** Start of EXTRACT **
Then came the war in Ukraine. Suddenly, energy security wasn’t just a European issue—it was a global priority. Countries rushed to reduce their reliance on fossil fuel imports. Renewables surged to the top of national agendas.

Then the world started taking net-zero targets seriously. Distant climate goals suddenly turned into real procurement schedules. Governments started mandating timelines. Utilities began placing orders.

And then…the panic started.

“We called it the toilet paper moment,” Tim says.

Everyone was stockpiling transformers and switchgear—just in case. At first, it looked like an overreaction, but the rush never let up.

Flat growth gave way to 10% year-over-year demand. Utilities shifted from six-year planning cycles to 15-year grid buildouts.

Building at the Speed of Climate

Siemens Energy stepped up. Today, that looks like:

  • $1 billion in factory expansions

  • 4,000+ hires in the last two years

  • 7,000–8,000 more planned

  • Training partnerships with community colleges in the U.S. and talent hubs in India, Mexico, and Romania

The biggest constraint isn’t capital—it’s talent.
** End of EXTRACT **
** Start of DATASET EXCERPTS **
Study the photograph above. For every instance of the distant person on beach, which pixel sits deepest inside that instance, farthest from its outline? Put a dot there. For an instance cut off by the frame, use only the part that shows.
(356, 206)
** End of DATASET EXCERPTS **
** Start of DATASET EXCERPTS **
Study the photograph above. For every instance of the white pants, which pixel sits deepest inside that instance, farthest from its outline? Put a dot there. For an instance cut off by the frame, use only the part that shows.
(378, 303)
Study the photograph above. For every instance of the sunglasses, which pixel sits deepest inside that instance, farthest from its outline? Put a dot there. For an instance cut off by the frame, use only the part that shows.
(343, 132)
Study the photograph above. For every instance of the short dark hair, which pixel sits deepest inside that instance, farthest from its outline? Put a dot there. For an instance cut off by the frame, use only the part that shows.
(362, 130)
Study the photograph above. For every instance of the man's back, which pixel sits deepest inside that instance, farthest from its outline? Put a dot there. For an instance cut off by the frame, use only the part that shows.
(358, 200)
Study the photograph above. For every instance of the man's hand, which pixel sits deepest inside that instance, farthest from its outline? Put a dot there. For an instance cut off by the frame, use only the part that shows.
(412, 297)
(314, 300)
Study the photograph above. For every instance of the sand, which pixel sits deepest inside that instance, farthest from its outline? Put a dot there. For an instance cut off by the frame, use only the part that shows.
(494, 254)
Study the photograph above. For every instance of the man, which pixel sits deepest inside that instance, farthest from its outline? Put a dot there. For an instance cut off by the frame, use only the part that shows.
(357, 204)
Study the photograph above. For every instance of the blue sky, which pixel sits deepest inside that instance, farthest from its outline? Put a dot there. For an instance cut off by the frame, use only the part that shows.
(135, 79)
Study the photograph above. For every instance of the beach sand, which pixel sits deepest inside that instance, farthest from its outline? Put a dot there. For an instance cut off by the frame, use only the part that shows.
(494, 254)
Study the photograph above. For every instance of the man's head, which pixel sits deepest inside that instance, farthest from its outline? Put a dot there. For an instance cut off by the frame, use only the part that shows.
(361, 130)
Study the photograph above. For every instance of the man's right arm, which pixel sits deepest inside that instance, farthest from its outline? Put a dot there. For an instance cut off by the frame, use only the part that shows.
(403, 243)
** End of DATASET EXCERPTS **
** Start of DATASET EXCERPTS **
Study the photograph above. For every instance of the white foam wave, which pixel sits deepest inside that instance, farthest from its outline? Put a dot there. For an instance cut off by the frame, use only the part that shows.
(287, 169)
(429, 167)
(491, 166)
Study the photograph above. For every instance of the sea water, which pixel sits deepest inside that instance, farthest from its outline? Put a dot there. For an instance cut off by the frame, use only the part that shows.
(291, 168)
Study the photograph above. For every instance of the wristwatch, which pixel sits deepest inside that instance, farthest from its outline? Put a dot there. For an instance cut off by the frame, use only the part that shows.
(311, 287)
** End of DATASET EXCERPTS **
DESCRIPTION OF THE TASK – List every country named in the extract on energy-equipment demand.

OUTPUT FOR THIS TASK – Ukraine, the U.S., India, Mexico, Romania